Problem description:
Can you update the stretch of lines from the one containing "point: white cardboard" through the end of the records by changing "truck" to "van", leaving everything else unchanged and returning only those lines?
═══ Dataset records ═══
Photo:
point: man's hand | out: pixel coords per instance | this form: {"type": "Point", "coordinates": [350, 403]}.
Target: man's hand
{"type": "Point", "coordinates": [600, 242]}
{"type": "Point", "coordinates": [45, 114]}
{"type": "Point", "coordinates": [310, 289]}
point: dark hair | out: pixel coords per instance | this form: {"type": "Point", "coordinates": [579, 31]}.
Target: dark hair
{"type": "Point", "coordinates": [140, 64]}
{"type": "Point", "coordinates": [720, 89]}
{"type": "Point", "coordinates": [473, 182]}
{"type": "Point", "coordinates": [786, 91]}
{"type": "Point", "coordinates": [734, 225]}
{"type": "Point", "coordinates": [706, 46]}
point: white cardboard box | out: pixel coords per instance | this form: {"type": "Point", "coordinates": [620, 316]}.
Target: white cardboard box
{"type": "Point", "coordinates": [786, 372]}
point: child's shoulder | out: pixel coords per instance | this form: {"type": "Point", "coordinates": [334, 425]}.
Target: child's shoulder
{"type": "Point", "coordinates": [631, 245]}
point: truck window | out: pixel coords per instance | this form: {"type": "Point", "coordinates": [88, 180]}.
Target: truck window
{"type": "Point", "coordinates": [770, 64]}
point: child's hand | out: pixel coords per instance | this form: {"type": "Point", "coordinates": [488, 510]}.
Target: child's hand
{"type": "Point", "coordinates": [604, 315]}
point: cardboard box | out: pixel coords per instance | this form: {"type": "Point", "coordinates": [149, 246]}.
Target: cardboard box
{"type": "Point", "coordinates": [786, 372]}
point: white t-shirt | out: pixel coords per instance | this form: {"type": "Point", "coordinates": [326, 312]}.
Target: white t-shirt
═══
Exercise solution:
point: white cardboard box | out: pixel coords per instance | this form: {"type": "Point", "coordinates": [620, 316]}.
Target: white cardboard box
{"type": "Point", "coordinates": [786, 372]}
point: child's shoulder | out: pixel coords per instance | this form: {"type": "Point", "coordinates": [334, 425]}.
Target: child's shoulder
{"type": "Point", "coordinates": [631, 245]}
point: van window | out: pixel coords per instance | this form: {"type": "Point", "coordinates": [88, 180]}.
Target: van window
{"type": "Point", "coordinates": [770, 64]}
point: child's hand | out: pixel coords per instance | this form: {"type": "Point", "coordinates": [488, 510]}.
Target: child's hand
{"type": "Point", "coordinates": [604, 315]}
point: cardboard box | out: pixel coords per instance | this form: {"type": "Point", "coordinates": [149, 246]}.
Target: cardboard box
{"type": "Point", "coordinates": [786, 372]}
point: white t-shirt | out: pixel coords per instance | this form: {"type": "Point", "coordinates": [326, 312]}.
Target: white t-shirt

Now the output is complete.